(Entries drawn from a collection)
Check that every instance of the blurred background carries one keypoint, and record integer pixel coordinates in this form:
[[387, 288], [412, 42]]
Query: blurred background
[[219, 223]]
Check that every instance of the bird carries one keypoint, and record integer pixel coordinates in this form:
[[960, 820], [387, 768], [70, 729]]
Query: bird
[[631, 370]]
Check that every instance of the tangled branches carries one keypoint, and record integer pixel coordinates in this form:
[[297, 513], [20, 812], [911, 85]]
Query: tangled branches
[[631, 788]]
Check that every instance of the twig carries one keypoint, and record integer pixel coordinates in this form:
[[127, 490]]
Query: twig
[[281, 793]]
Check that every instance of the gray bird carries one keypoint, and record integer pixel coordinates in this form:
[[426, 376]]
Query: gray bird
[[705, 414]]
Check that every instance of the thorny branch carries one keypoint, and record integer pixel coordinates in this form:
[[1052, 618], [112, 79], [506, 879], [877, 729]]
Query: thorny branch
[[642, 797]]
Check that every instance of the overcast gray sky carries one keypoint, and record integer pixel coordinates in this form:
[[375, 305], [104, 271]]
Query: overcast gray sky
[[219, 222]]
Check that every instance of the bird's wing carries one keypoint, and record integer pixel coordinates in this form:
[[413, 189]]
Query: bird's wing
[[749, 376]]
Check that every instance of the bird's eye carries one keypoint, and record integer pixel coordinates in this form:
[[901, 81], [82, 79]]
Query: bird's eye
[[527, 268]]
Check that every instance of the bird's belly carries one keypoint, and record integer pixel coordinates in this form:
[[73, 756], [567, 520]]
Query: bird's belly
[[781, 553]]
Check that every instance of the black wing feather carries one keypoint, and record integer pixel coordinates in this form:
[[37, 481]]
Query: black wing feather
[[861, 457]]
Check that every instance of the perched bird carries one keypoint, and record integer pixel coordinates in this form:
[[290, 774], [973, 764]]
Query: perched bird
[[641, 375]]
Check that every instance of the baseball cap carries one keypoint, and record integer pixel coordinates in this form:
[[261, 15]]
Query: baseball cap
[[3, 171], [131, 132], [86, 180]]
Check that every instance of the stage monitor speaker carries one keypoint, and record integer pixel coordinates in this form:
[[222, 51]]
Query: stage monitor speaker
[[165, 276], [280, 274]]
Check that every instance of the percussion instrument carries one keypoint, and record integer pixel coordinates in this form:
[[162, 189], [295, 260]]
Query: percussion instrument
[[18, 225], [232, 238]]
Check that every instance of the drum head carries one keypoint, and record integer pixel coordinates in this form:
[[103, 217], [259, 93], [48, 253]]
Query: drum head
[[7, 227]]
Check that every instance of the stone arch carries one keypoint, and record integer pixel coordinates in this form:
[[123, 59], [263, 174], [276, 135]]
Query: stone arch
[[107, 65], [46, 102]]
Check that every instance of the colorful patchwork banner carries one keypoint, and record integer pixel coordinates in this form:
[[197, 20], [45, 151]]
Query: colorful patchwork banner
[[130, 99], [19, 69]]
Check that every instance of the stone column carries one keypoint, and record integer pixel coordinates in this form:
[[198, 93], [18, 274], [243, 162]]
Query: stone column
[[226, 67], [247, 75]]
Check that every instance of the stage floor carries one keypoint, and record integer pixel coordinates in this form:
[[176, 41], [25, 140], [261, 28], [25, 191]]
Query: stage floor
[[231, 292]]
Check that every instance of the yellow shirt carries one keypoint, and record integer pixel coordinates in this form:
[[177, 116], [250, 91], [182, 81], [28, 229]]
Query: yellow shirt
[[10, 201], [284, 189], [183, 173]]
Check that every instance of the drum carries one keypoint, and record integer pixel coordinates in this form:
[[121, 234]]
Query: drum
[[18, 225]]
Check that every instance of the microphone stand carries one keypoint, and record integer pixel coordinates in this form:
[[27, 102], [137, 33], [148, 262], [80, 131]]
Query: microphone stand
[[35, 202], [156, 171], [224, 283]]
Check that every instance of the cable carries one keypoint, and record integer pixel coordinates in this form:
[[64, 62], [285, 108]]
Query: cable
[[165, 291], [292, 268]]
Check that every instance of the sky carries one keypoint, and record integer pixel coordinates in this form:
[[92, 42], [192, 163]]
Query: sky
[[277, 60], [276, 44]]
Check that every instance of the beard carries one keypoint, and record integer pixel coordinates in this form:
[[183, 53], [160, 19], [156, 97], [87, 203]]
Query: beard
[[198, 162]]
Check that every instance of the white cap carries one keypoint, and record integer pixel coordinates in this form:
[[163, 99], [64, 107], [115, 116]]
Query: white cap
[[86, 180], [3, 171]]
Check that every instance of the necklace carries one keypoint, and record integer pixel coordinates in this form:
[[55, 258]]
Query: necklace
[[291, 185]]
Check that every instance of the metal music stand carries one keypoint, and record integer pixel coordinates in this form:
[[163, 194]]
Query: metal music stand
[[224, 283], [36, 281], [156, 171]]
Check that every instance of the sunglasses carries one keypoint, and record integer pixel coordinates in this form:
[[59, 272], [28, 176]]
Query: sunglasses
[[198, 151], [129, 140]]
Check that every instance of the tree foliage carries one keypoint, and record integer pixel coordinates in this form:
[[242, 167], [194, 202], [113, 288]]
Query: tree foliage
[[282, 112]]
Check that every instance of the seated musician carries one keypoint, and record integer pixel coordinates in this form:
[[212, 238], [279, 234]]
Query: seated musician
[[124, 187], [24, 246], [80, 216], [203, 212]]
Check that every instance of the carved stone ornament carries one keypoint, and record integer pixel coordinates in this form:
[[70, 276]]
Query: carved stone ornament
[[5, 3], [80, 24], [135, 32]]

» Work to complete
Reproduce the listing verbatim, beginning with its first line and ending with the line that contains "[[781, 553]]", both of these lines included.

» Answer for the task
Check that every instance of the blurred background carries one keypoint, and record integer pixel coordinates in this form:
[[387, 288], [412, 42]]
Query: blurred background
[[219, 223]]
Check that every instance of the bird carries one keypoint, and record integer pixel coordinates in this form:
[[960, 820], [387, 768], [70, 729]]
Query: bird
[[631, 370]]
Check that every instance of the tangled branches carries one keypoint, and record integer pixel coordinates in this form:
[[297, 513], [20, 812], [911, 85]]
Query: tangled branches
[[631, 788]]
Check that every instance of the twig carries one keypoint, and record integer pixel coordinates in this form:
[[127, 490]]
Query: twig
[[281, 793]]
Check that every instance of the gray bird carries one keypoint, and record integer pixel coordinates in this form:
[[426, 376]]
Query: gray bird
[[705, 414]]
Check that every instance of the thorny branch carries one keypoint, and record integer pixel coordinates in this form:
[[1052, 618], [112, 79], [506, 879], [877, 729]]
Query: thorny branch
[[642, 797]]
Check that every instance of the overcast gray sky carries one keypoint, and record integer pixel coordinates in this form:
[[375, 305], [104, 271]]
Query: overcast gray sky
[[219, 222]]
Check that every instance of the bird's wing carries one keypoint, and record integer pixel coordinates in this form:
[[413, 189]]
Query: bird's wing
[[749, 376]]
Check that every instance of the bird's eye carries one keypoint, and record integer pixel coordinates in this form:
[[901, 81], [82, 79]]
Query: bird's eye
[[527, 268]]
Check that every instance of the bird's belly carries one keypoint, and record integer pixel coordinates in this form:
[[73, 756], [567, 520]]
Query: bird's belly
[[781, 553]]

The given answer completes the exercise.